Entries from a point annotation set:
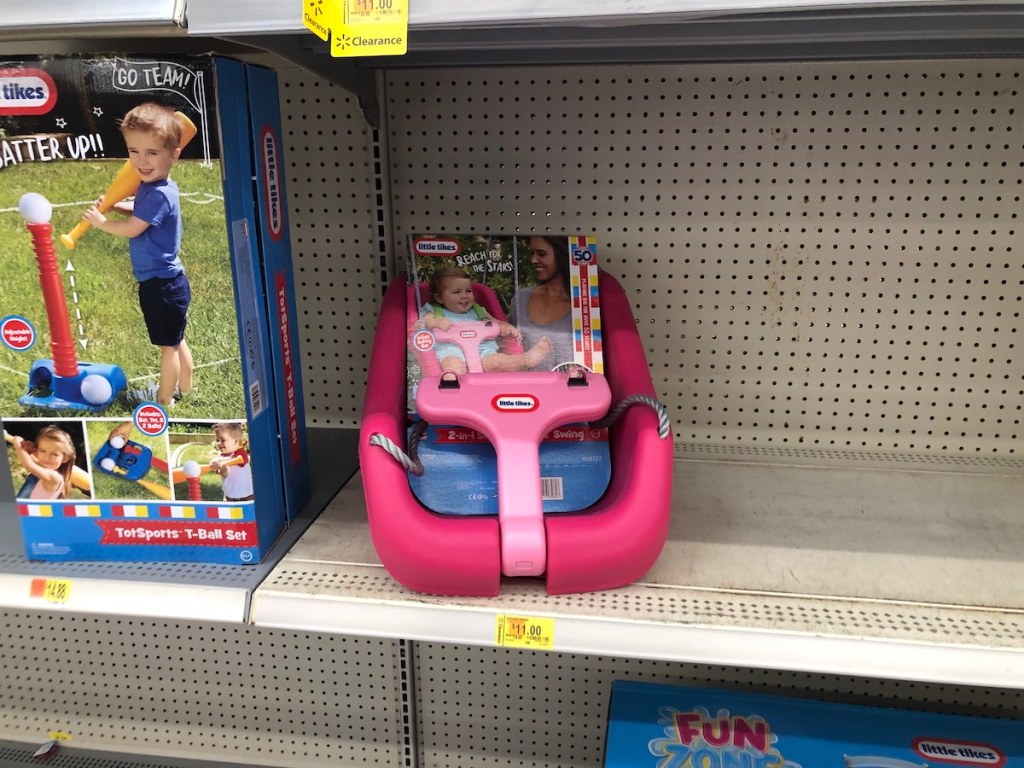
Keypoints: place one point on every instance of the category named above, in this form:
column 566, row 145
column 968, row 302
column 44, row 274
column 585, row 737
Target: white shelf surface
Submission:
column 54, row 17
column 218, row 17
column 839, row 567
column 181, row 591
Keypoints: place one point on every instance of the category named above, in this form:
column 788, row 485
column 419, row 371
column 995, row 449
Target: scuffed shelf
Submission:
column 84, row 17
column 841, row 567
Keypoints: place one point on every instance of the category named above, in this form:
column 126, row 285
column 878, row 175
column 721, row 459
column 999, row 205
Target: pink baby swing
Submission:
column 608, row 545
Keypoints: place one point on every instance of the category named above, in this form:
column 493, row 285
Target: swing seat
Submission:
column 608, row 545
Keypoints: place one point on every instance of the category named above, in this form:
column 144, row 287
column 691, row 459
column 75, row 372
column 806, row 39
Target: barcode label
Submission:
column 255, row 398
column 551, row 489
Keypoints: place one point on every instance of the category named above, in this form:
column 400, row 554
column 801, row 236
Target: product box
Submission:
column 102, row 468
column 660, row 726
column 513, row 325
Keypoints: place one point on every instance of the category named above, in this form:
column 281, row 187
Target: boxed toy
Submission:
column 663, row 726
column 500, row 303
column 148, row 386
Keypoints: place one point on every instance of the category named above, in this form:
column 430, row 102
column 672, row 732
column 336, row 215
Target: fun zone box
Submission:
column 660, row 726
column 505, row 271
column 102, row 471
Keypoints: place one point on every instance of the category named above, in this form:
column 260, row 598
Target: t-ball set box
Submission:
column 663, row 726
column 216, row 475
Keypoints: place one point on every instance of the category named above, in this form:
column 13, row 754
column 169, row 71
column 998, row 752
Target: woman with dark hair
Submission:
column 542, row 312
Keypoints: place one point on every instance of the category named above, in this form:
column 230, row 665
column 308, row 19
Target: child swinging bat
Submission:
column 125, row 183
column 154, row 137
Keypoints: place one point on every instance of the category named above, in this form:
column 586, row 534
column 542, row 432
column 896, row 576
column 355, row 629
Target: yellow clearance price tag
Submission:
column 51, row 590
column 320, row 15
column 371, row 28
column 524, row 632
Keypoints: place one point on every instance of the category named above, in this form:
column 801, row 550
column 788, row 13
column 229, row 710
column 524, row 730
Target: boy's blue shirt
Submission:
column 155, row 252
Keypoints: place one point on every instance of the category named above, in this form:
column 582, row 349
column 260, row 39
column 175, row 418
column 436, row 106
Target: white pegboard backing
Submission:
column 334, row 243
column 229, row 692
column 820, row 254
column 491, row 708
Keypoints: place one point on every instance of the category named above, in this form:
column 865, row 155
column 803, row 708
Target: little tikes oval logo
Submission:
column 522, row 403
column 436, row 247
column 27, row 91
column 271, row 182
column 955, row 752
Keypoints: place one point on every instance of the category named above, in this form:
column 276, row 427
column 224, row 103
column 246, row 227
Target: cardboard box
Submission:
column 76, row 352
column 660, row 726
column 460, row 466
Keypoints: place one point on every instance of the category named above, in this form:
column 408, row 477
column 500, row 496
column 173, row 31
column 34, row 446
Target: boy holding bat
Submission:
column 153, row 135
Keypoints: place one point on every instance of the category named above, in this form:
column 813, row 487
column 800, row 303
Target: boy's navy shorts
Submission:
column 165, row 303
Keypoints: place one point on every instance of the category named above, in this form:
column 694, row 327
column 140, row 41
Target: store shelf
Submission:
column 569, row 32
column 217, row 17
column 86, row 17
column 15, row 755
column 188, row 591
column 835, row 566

Work instructions: Quote all of the lines above word for word, leaving out the pictures.

Answer to the exercise:
Keypoints: place one point on every instance of the category named above, in this form:
column 566, row 145
column 968, row 302
column 44, row 274
column 585, row 737
Target: white shelf surface
Submission:
column 54, row 17
column 218, row 17
column 839, row 567
column 181, row 591
Keypoints: place one point on every instance of the category named above, in this form:
column 788, row 485
column 419, row 371
column 995, row 449
Target: scuffed shelf
Submission:
column 84, row 17
column 841, row 567
Keypoints: place one point on every instance of the category named above, in this form:
column 126, row 285
column 878, row 175
column 721, row 459
column 999, row 205
Target: pink baby swing
Submission:
column 608, row 545
Keypoints: place one point on every instance of the category named above, in this form:
column 493, row 285
Target: swing seat
Submission:
column 608, row 545
Keypoints: place one point on every instance of the category named above, in this form:
column 144, row 287
column 691, row 459
column 75, row 372
column 806, row 39
Target: barcode label
Submission:
column 255, row 398
column 551, row 489
Keypoints: place one point on every instance of the category named above, in this form:
column 400, row 554
column 801, row 236
Target: product box
Submission:
column 102, row 468
column 660, row 726
column 513, row 325
Keypoints: place one point on every instance of the category named above, in this form:
column 281, row 187
Target: boxed toy
Submission:
column 663, row 726
column 500, row 303
column 148, row 386
Keypoints: place one point on every instance of the category named above, in this form:
column 430, row 102
column 672, row 732
column 336, row 215
Target: fun zone box
Submission:
column 660, row 726
column 505, row 271
column 102, row 471
Keypoints: place one point on every instance of the category named above, in this form:
column 260, row 598
Target: t-ball set box
Submission:
column 663, row 726
column 216, row 475
Keypoints: place one point on every instance of the category named above, in this form:
column 13, row 754
column 169, row 71
column 998, row 752
Target: woman with dark hair
Submission:
column 542, row 312
Keypoints: place one point on every instance of the category named above, in this form:
column 230, row 665
column 308, row 19
Target: child swinging bat
Submission:
column 125, row 183
column 154, row 137
Keypoints: place one point on every instance of the category named above, in this form:
column 586, row 534
column 542, row 432
column 896, row 576
column 355, row 629
Target: yellow clearance price tag
Submission:
column 51, row 590
column 320, row 15
column 371, row 28
column 524, row 632
Keypoints: place one point on every instance of the category named above, in this form:
column 801, row 550
column 788, row 13
column 229, row 710
column 524, row 730
Target: boy's blue shirt
Submission:
column 155, row 252
Keypoints: place one point on every instance of the category named above, in this form:
column 582, row 349
column 260, row 39
column 175, row 418
column 436, row 106
Target: white pegboard backing
Submission:
column 334, row 243
column 229, row 692
column 820, row 254
column 491, row 708
Keypoints: place one point on every instance of the category named above, in this form:
column 865, row 155
column 803, row 708
Target: little tikes oval logo
Submission:
column 522, row 403
column 436, row 247
column 27, row 91
column 271, row 182
column 955, row 752
Keypoints: place one point on every instance of the category named above, in this form:
column 276, row 427
column 224, row 103
column 246, row 227
Target: cardboard box
Submission:
column 76, row 352
column 660, row 726
column 460, row 466
Keypoints: place one point on every instance of the category named above, in this form:
column 408, row 477
column 500, row 496
column 173, row 31
column 34, row 446
Target: boy holding bat
Submission:
column 153, row 135
Keypoints: place one point on every instance of the category named above, in this form:
column 813, row 487
column 800, row 303
Target: boy's navy shorts
Submission:
column 165, row 303
Keypoints: place one point on every instance of the category named above, in this form:
column 694, row 327
column 140, row 41
Target: store shelf
Submission:
column 569, row 32
column 217, row 17
column 86, row 17
column 15, row 755
column 188, row 591
column 835, row 566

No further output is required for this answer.